(Records from a data source)

===

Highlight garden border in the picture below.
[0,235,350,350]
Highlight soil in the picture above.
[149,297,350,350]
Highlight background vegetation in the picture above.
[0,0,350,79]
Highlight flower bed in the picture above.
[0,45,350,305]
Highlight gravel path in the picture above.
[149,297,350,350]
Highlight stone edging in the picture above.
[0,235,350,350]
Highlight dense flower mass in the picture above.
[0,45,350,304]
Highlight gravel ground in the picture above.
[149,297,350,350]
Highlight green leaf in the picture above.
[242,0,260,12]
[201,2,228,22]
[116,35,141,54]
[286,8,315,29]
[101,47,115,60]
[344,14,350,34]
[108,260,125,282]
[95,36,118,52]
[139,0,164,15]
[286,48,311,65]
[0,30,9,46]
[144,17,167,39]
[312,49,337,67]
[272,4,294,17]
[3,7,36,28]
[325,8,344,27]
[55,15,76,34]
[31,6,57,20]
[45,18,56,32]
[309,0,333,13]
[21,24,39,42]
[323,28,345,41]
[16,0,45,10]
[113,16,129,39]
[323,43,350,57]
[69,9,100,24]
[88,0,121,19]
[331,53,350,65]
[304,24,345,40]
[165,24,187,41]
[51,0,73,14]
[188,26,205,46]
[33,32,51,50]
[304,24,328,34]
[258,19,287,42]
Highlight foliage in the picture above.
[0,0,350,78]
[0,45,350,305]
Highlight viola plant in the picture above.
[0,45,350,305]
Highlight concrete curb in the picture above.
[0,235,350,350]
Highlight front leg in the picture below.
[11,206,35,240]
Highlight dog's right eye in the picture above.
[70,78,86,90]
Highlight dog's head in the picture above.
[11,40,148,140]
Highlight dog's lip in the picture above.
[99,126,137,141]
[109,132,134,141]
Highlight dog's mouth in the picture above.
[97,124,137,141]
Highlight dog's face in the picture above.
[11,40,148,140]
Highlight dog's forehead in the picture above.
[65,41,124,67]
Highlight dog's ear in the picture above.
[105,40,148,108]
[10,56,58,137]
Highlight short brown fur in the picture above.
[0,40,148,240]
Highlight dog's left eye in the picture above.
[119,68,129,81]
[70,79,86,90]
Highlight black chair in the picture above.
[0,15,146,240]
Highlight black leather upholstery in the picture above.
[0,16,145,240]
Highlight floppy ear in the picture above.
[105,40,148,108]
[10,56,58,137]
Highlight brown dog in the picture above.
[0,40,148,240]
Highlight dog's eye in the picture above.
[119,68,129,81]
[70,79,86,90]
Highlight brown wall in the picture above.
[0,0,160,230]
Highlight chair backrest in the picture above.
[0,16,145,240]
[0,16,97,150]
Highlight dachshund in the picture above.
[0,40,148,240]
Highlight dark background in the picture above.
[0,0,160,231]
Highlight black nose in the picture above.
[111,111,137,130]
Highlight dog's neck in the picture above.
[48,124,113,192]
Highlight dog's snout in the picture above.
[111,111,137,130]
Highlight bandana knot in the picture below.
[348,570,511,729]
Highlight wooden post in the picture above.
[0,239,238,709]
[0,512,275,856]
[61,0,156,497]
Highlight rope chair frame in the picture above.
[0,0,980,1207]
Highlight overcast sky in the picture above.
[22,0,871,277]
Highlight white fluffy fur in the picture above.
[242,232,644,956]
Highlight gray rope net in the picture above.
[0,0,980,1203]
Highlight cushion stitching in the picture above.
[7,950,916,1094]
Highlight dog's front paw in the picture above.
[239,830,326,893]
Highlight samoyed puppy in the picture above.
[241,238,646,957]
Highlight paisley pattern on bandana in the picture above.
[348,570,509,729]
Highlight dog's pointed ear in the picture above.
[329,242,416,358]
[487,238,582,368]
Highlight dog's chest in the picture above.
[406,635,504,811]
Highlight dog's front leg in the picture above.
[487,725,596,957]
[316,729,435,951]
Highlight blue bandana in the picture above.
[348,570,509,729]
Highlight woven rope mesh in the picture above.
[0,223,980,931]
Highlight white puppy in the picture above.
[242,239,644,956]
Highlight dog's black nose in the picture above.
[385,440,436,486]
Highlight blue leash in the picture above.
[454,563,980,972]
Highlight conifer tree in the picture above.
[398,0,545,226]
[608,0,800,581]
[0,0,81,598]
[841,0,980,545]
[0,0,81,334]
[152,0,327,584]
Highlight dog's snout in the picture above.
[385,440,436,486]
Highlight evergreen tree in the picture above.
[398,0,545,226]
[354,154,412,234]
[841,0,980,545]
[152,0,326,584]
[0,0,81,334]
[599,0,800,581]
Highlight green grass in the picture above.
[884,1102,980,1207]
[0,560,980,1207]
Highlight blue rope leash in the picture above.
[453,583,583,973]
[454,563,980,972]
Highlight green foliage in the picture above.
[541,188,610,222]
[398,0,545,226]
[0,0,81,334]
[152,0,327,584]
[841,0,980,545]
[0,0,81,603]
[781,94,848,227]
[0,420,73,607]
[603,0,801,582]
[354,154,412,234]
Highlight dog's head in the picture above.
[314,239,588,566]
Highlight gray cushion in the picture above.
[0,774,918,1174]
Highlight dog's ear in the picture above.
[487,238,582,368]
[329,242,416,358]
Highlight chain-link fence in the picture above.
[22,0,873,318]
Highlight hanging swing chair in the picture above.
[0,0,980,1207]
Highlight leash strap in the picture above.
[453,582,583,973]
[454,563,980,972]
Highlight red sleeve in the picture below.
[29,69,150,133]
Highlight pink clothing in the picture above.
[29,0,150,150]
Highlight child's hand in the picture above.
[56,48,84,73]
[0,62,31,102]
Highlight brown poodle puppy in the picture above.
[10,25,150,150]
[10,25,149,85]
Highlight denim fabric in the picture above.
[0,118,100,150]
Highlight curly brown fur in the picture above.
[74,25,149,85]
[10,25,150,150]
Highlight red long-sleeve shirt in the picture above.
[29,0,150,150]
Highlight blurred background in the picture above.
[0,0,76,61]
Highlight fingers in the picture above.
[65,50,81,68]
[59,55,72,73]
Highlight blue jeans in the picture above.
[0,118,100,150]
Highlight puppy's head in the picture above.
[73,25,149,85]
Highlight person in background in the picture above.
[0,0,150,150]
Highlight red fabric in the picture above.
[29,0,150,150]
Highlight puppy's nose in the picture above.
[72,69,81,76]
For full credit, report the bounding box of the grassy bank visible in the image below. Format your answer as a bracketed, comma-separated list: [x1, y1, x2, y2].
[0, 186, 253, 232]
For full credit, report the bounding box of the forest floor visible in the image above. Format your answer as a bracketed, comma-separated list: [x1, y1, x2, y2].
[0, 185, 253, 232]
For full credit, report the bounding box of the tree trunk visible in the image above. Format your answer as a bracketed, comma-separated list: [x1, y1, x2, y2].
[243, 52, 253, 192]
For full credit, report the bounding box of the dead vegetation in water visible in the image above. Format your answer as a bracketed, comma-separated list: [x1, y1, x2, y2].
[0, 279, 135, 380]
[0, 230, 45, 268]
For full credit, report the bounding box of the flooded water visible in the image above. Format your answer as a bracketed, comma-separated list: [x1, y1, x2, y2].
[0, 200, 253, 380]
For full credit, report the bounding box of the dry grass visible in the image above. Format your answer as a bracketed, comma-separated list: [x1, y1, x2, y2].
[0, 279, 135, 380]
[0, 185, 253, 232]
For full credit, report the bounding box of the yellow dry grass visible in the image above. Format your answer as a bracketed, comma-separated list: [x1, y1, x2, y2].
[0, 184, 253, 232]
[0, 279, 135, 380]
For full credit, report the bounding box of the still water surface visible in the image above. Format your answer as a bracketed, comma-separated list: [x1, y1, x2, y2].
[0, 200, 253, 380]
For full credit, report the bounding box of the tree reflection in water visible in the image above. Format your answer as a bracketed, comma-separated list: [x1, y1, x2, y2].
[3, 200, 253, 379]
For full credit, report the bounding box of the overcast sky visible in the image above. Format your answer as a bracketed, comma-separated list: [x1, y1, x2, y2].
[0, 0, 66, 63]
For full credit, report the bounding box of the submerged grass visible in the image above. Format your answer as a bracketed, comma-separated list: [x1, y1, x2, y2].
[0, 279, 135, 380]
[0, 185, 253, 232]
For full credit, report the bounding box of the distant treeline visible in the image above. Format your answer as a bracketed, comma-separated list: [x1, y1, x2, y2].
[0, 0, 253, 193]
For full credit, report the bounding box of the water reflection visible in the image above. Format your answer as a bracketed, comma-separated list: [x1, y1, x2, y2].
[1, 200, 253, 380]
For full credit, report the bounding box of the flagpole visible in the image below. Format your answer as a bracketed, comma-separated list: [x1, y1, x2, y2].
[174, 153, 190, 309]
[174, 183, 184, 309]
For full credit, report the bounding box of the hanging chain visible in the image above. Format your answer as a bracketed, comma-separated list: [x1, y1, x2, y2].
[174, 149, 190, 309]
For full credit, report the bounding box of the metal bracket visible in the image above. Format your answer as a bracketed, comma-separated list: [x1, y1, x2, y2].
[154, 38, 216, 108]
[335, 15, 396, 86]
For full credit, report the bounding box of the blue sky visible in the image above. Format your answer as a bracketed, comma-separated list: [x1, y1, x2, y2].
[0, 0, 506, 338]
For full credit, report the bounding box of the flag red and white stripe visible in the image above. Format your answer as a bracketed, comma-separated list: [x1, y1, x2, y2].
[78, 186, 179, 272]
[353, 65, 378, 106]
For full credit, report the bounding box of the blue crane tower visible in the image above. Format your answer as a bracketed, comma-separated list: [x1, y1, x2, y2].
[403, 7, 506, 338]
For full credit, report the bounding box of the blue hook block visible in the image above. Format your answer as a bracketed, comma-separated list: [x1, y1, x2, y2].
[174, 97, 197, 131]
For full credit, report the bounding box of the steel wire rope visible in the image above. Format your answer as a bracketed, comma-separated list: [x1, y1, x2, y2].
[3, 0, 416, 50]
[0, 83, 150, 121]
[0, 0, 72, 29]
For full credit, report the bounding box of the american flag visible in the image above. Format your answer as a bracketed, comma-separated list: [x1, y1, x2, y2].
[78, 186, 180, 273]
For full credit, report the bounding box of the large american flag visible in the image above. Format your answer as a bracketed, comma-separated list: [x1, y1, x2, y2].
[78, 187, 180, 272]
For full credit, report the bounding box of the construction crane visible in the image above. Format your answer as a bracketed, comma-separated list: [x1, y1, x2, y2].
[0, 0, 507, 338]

===

** Exercise objective **
Copy these lines verbatim, starting at the line containing "Highlight flower bed in the picture above." and stopping after the line containing "[258,19,287,42]".

** Solution for this problem **
Highlight flower bed in the picture above.
[0,45,350,305]
Highlight gravel path in the picture above.
[149,297,350,350]
Highlight stone edging in the picture above.
[0,235,350,350]
Highlight dense flower mass in the picture above.
[0,45,350,304]
Highlight gravel ground in the picture above.
[149,297,350,350]
Highlight green leaf in the picture above.
[242,0,260,12]
[201,2,228,22]
[116,35,141,54]
[286,8,315,29]
[101,47,115,60]
[344,14,350,34]
[108,260,125,282]
[95,36,118,52]
[139,0,164,15]
[286,48,311,65]
[0,30,9,46]
[144,17,167,39]
[312,49,337,67]
[272,4,294,17]
[3,7,36,28]
[325,8,344,27]
[55,15,76,34]
[31,6,57,20]
[45,18,56,32]
[309,0,333,13]
[21,24,39,42]
[323,28,345,41]
[16,0,45,10]
[113,16,129,39]
[323,43,350,57]
[69,9,100,24]
[88,0,121,19]
[331,53,350,65]
[304,24,345,40]
[165,24,187,41]
[51,0,73,14]
[188,26,205,46]
[33,32,51,50]
[304,24,328,34]
[258,19,287,42]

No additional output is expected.